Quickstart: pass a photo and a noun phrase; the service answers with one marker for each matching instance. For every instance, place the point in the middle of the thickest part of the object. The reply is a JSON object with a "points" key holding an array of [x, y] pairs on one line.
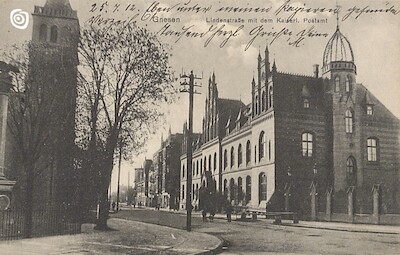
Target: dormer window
{"points": [[370, 110], [306, 103]]}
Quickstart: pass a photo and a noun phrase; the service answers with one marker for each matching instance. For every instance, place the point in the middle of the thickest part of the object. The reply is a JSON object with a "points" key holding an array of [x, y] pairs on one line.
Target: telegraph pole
{"points": [[189, 87]]}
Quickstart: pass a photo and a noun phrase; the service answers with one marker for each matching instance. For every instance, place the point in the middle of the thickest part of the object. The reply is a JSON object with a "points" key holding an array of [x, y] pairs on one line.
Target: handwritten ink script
{"points": [[291, 23]]}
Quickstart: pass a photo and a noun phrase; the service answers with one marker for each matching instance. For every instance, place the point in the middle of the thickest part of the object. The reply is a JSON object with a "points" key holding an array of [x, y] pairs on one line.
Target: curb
{"points": [[340, 229]]}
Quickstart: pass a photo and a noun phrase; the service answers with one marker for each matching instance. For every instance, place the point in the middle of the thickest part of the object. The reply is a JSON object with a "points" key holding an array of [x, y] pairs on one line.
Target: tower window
{"points": [[370, 110], [307, 144], [337, 84], [53, 34], [372, 149], [43, 33], [349, 121], [261, 145], [239, 155], [348, 84], [306, 103]]}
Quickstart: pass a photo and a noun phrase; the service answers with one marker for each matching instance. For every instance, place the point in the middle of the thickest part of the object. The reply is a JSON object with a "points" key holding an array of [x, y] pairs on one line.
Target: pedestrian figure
{"points": [[204, 214], [229, 212]]}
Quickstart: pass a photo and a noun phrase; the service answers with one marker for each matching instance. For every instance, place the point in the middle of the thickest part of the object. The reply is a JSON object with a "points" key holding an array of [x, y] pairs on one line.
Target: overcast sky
{"points": [[373, 37]]}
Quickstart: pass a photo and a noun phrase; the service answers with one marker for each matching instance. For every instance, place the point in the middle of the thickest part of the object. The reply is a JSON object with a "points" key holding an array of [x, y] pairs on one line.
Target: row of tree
{"points": [[124, 78]]}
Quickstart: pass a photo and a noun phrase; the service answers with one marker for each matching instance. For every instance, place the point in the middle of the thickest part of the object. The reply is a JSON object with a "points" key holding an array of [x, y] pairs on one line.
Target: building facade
{"points": [[325, 130], [166, 165]]}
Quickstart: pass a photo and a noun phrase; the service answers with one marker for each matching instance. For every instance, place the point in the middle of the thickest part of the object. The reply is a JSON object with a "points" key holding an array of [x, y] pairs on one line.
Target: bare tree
{"points": [[124, 79]]}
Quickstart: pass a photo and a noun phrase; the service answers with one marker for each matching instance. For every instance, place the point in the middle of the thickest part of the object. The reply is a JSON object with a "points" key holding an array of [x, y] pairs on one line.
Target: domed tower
{"points": [[53, 61], [340, 69]]}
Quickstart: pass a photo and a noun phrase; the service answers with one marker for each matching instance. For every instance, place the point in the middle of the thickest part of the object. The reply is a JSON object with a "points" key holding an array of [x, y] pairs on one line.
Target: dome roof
{"points": [[338, 49]]}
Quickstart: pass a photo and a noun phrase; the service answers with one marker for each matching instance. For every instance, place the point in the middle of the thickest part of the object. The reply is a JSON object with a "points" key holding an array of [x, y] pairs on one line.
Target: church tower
{"points": [[340, 69], [53, 61]]}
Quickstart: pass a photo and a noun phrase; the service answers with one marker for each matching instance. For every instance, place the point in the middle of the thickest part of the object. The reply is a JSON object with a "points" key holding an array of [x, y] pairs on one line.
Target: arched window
{"points": [[269, 149], [53, 34], [349, 121], [239, 155], [261, 146], [240, 189], [306, 103], [231, 189], [337, 84], [248, 189], [348, 84], [225, 159], [262, 187], [215, 161], [271, 97], [43, 33], [225, 188], [372, 149], [232, 156], [256, 108], [264, 101], [248, 152], [307, 144], [351, 169]]}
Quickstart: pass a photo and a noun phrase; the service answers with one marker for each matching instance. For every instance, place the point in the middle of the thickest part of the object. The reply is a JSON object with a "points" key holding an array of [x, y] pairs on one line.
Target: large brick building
{"points": [[298, 129]]}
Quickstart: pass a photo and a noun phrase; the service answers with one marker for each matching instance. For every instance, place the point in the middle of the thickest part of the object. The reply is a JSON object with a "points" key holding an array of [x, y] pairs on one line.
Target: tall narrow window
{"points": [[306, 103], [43, 33], [225, 159], [372, 149], [264, 101], [53, 34], [248, 152], [215, 161], [262, 187], [248, 189], [370, 110], [348, 84], [351, 170], [349, 121], [261, 145], [239, 155], [240, 189], [337, 84], [232, 157], [307, 144], [271, 97]]}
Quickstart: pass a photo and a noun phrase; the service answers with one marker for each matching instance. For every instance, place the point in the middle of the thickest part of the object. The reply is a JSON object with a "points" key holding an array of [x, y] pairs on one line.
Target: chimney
{"points": [[316, 70]]}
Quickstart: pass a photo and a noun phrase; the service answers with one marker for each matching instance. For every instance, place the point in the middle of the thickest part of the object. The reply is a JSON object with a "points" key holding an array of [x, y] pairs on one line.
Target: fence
{"points": [[44, 223]]}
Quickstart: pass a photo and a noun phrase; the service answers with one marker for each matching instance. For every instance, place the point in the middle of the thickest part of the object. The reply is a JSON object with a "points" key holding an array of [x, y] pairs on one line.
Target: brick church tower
{"points": [[53, 73]]}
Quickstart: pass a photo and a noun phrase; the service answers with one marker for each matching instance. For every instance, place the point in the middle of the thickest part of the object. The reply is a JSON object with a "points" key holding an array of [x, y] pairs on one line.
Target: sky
{"points": [[374, 38]]}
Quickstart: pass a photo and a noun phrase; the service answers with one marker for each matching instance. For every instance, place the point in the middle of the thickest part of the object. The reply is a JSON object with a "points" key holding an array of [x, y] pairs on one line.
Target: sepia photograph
{"points": [[199, 127]]}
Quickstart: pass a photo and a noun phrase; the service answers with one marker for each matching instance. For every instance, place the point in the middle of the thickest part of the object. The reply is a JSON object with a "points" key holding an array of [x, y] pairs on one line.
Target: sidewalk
{"points": [[128, 237], [336, 226]]}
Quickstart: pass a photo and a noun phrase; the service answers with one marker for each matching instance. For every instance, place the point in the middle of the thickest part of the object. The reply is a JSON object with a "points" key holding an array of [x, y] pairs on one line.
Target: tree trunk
{"points": [[103, 194], [29, 201]]}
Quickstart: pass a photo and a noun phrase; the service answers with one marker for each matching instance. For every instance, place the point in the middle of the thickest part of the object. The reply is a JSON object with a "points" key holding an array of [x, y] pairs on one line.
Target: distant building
{"points": [[299, 130], [166, 165]]}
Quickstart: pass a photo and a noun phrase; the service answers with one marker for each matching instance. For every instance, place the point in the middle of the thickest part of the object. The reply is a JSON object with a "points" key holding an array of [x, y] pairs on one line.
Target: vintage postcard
{"points": [[258, 127]]}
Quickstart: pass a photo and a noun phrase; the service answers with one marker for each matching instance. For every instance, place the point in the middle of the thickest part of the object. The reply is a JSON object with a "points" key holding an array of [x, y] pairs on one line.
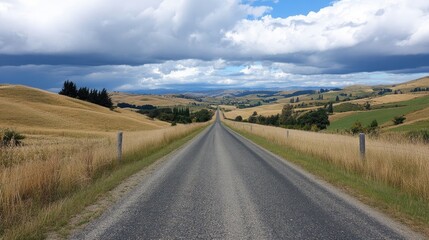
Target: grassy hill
{"points": [[407, 86], [156, 100], [384, 113], [33, 109]]}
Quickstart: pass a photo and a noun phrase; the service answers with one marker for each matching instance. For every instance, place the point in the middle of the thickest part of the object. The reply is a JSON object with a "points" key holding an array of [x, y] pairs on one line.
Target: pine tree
{"points": [[69, 89], [330, 108]]}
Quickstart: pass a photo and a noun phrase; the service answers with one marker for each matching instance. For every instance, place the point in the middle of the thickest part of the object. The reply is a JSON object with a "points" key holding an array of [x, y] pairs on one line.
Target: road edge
{"points": [[361, 206]]}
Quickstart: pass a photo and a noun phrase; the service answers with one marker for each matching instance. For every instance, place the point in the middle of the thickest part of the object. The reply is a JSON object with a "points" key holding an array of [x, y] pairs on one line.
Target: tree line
{"points": [[313, 120], [178, 115], [95, 96]]}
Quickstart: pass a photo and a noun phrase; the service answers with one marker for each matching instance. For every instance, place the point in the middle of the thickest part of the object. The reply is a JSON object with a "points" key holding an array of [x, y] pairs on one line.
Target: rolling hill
{"points": [[33, 109], [407, 86], [156, 100]]}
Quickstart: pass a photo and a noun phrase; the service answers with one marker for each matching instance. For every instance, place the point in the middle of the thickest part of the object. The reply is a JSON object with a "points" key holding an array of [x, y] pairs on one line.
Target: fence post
{"points": [[362, 145], [120, 146]]}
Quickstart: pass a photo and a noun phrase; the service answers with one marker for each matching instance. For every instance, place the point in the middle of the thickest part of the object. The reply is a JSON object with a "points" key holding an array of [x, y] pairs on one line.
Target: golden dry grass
{"points": [[46, 169], [227, 107], [265, 110], [155, 100], [397, 163], [22, 107], [421, 82], [68, 142], [393, 98]]}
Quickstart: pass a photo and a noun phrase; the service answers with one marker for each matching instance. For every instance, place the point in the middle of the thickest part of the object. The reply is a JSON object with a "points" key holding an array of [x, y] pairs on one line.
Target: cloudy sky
{"points": [[135, 45]]}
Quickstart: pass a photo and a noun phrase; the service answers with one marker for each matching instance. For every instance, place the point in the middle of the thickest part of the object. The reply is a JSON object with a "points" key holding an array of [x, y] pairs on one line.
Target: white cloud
{"points": [[151, 28]]}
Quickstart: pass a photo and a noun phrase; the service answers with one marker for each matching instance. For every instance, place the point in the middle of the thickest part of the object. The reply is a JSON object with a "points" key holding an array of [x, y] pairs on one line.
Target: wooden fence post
{"points": [[120, 134], [362, 145]]}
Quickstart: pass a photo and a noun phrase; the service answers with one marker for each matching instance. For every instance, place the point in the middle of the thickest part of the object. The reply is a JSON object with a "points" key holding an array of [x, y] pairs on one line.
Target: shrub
{"points": [[239, 118], [398, 120], [11, 138]]}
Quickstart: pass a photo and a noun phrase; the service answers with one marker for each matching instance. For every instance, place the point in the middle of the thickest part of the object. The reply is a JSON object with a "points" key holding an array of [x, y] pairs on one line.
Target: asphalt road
{"points": [[221, 186]]}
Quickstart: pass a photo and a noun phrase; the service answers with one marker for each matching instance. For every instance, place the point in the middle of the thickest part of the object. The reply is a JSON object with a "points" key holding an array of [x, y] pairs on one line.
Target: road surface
{"points": [[224, 187]]}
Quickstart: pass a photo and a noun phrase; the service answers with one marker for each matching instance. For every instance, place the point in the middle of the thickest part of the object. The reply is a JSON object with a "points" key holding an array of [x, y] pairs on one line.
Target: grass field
{"points": [[407, 208], [393, 174], [69, 144], [422, 82], [41, 186], [383, 116], [155, 100]]}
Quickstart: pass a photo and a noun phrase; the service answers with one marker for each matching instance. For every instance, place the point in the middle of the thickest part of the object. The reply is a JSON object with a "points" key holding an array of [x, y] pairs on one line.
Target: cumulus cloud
{"points": [[137, 44], [385, 26], [188, 74]]}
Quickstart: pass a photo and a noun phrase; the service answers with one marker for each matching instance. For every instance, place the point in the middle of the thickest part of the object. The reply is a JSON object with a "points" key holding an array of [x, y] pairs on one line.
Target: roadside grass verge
{"points": [[33, 217], [390, 196]]}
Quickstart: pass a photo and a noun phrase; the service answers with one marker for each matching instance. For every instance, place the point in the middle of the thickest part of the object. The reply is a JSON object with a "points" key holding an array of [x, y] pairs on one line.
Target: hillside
{"points": [[156, 100], [33, 109]]}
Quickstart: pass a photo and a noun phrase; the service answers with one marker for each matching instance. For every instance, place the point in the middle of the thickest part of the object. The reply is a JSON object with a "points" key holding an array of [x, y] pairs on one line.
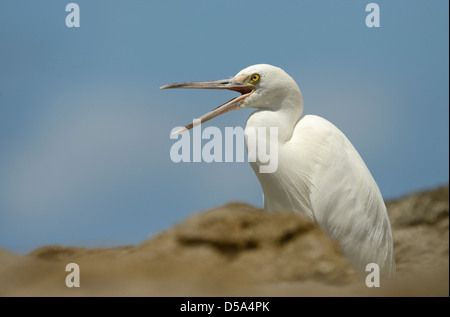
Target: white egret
{"points": [[319, 175]]}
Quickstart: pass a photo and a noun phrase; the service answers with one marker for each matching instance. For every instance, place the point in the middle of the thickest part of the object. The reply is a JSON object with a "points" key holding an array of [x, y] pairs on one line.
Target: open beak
{"points": [[237, 84]]}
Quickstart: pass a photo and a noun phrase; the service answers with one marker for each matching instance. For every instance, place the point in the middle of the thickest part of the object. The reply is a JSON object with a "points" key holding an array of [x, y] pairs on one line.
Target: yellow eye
{"points": [[255, 78]]}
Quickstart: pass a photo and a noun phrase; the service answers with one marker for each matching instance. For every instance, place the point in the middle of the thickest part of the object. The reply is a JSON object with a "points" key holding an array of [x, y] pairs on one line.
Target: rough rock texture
{"points": [[237, 250]]}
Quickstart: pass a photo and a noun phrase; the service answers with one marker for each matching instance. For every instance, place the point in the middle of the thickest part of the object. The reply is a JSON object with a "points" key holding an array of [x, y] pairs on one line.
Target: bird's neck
{"points": [[284, 119]]}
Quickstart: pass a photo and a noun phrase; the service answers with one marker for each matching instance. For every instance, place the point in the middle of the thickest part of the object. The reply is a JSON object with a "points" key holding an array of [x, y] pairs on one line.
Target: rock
{"points": [[239, 250]]}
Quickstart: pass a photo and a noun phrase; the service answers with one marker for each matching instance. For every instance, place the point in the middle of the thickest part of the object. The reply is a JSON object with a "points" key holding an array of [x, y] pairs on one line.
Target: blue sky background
{"points": [[84, 129]]}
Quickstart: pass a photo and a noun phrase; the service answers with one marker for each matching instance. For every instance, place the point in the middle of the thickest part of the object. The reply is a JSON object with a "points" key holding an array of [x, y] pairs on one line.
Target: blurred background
{"points": [[85, 130]]}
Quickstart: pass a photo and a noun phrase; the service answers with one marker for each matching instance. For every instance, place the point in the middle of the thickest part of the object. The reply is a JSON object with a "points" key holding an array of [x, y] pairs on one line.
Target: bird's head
{"points": [[261, 86]]}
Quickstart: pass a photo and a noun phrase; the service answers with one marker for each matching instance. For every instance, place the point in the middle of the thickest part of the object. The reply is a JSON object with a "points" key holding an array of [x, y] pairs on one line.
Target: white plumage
{"points": [[319, 175]]}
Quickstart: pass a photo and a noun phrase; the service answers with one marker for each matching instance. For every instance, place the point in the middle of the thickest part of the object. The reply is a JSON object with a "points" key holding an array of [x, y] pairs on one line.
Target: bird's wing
{"points": [[345, 198]]}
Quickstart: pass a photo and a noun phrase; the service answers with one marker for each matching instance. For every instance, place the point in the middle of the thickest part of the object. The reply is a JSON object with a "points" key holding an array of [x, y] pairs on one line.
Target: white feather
{"points": [[320, 174]]}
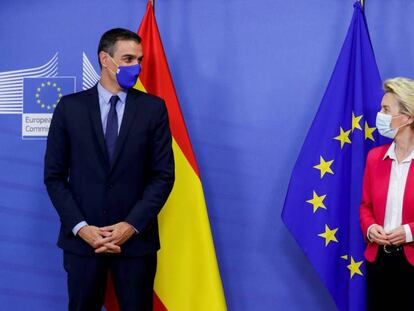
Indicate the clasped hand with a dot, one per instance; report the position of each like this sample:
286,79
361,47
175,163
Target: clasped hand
107,239
395,237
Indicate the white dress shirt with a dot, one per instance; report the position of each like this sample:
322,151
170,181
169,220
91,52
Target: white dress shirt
396,188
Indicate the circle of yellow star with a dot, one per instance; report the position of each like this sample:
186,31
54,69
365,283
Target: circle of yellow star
369,131
48,106
317,201
343,137
329,235
355,122
324,167
354,267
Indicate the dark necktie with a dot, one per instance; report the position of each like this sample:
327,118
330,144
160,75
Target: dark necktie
111,133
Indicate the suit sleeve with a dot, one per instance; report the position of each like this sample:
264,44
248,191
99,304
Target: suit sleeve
366,211
56,171
161,175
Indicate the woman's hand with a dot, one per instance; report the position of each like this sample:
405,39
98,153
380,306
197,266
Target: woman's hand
397,236
378,235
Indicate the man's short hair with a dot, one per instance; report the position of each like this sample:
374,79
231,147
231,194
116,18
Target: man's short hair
109,39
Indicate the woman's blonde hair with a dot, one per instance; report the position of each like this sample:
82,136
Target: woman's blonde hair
403,89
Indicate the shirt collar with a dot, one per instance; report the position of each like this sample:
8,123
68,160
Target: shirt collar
391,154
106,95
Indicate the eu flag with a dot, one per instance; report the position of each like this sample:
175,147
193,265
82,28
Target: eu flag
321,208
41,95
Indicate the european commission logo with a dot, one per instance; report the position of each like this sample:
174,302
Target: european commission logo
34,93
40,97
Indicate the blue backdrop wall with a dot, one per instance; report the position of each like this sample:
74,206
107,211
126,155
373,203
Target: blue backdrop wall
249,76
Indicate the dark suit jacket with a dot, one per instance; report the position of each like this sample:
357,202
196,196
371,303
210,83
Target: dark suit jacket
83,186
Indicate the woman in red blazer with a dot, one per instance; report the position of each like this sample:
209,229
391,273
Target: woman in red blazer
387,206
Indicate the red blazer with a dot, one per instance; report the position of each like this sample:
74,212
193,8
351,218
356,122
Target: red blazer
374,199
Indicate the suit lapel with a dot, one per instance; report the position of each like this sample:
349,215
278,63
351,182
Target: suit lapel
95,114
127,119
383,181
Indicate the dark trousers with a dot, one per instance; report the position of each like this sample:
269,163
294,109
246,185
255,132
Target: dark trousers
390,283
133,280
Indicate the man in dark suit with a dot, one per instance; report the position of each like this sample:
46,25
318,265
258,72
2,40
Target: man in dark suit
109,169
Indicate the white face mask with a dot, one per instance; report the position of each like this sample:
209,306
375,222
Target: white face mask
383,124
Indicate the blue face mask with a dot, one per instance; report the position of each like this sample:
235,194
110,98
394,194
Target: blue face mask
127,76
383,124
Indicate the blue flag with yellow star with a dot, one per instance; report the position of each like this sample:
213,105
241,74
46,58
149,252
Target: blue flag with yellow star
321,208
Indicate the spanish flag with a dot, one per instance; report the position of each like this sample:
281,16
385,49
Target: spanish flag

→ **Stated task**: Reproduce exactly the lines from the one containing "Indicate the man in" through the last line of the records above, including both, and nothing else.

→ **Right answer**:
Indicate the man in dark suit with a dot, one per instance; report the position of each like this sample:
46,25
318,265
258,72
2,40
Target: man in dark suit
109,169
Indicate the white face mask with a dot, one per instance; report the position of each like this sample:
209,306
375,222
Target: white face mask
383,124
Indicate the blue face mask with a dot, one per instance; report the position of each like this sample:
235,194
110,98
394,194
Target: blue face mask
127,76
383,124
Indicate the blue flag with yellow star with a dot, one per instance; report the position of each like this sample:
213,105
241,74
46,58
149,252
Target: blue flag with yellow star
321,208
Indicate the spanish flag with a dot, one per instance; report the position of each like this sample:
281,16
385,49
Target: spanish flag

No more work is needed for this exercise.